◆ Required action
Would you copy out, exactly as written, each line from the one containing "the dark hair" to the end of the records below?

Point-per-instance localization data

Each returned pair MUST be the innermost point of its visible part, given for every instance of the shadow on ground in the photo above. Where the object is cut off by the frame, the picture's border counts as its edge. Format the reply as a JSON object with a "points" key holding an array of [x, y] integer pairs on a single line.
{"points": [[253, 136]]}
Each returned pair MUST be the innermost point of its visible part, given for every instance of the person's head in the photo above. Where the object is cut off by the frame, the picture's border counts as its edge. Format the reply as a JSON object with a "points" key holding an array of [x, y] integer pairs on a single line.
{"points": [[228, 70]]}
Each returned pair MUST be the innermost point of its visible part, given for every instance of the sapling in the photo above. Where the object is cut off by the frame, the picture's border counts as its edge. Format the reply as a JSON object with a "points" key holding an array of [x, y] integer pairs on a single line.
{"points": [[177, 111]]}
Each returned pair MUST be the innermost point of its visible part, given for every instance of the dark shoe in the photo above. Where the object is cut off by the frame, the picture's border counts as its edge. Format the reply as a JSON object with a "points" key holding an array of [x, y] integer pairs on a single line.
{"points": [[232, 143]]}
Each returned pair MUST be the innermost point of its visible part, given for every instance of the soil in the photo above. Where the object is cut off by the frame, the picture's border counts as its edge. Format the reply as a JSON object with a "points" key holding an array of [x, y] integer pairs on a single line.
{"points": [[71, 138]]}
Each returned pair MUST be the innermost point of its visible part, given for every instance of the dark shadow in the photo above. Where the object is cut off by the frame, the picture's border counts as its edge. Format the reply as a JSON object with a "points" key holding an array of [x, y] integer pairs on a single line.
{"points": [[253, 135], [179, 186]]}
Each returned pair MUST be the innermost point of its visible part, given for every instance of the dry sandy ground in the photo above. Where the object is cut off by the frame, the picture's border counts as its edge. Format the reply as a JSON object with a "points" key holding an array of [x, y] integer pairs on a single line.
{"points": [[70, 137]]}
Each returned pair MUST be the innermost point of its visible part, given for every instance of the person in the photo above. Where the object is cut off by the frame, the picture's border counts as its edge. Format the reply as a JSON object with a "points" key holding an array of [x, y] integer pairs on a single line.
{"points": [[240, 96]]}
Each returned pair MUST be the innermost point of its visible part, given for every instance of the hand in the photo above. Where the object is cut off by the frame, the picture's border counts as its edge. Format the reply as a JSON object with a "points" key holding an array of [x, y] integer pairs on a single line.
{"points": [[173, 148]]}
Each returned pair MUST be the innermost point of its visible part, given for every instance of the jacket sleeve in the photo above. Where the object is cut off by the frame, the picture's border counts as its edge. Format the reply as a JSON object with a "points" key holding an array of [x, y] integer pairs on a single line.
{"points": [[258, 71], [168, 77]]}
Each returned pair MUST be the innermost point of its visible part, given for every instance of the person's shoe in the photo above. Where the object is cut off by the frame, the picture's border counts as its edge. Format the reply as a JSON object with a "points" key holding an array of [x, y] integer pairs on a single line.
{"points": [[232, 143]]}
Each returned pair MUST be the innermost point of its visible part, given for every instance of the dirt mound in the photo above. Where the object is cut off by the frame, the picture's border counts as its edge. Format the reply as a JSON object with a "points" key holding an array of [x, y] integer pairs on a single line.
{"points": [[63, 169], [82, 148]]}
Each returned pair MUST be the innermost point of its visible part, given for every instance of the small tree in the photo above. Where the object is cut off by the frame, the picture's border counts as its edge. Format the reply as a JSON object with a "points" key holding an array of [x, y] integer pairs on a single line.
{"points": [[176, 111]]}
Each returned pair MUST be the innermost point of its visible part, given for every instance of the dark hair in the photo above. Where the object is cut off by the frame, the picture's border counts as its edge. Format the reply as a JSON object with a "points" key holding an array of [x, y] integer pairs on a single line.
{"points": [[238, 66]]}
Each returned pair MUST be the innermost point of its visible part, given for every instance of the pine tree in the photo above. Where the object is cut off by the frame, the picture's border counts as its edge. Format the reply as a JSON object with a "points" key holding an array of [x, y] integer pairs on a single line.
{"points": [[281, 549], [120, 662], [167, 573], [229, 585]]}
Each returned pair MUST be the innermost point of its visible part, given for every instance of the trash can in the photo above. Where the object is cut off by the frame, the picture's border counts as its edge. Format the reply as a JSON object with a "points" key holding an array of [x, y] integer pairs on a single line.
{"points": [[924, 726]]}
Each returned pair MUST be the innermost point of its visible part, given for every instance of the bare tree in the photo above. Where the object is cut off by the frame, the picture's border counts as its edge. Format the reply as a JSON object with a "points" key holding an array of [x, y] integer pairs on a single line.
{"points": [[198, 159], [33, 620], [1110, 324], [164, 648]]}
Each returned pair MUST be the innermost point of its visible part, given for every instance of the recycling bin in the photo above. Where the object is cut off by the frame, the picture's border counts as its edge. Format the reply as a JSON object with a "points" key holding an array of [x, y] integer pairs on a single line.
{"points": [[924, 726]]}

◆ Task solution
Each returned pair MUST be the innermost point of its visible part, given for every instance of the dark hair in the photo above. Where the object is cut off by the frame, the picture's border counts as its edge. Format the reply as a JSON object with a "points" key holding an array of [x, y] integer pairs on a single line.
{"points": [[238, 66]]}
Each returned pair MUST be the innermost point of its visible part, given for every instance of the pine tree in the photo above. Where the object is cut off by the frame, the picture's border counts as its edge. Format the reply as a JSON object with a "points" key holding an array of [x, y] integer pairs on a single line.
{"points": [[281, 549], [120, 662], [167, 573], [229, 585]]}
Each returned pair MUST be the innermost point of its visible part, given for every instance of the trash can in the photo above. Where the object is cut off by the frame, the picture's border counts as its edge. Format the reply as a JSON object with a "points" key holding an array of [x, y] integer pairs on a single line.
{"points": [[924, 726]]}
Each returned pair MUST be the innermost point of its visible part, given for every instance of the bare tree in the photo above. Where the object is cut off by the frame, the picture's border counts as its edge. Format the reply as a JSON object with a "points" key holding an array of [x, y] integer pairs on a single line.
{"points": [[198, 159], [33, 620], [1110, 324], [164, 648]]}
Each returned pair MUST be the innermost point of its visible part, given for every instance of the recycling bin in the photo above. Where the object is cut off by the frame, the picture's border counts as its edge. Format the reply as a JSON object with a "points" key holding an array of [x, y] integer pairs on a single line.
{"points": [[924, 726]]}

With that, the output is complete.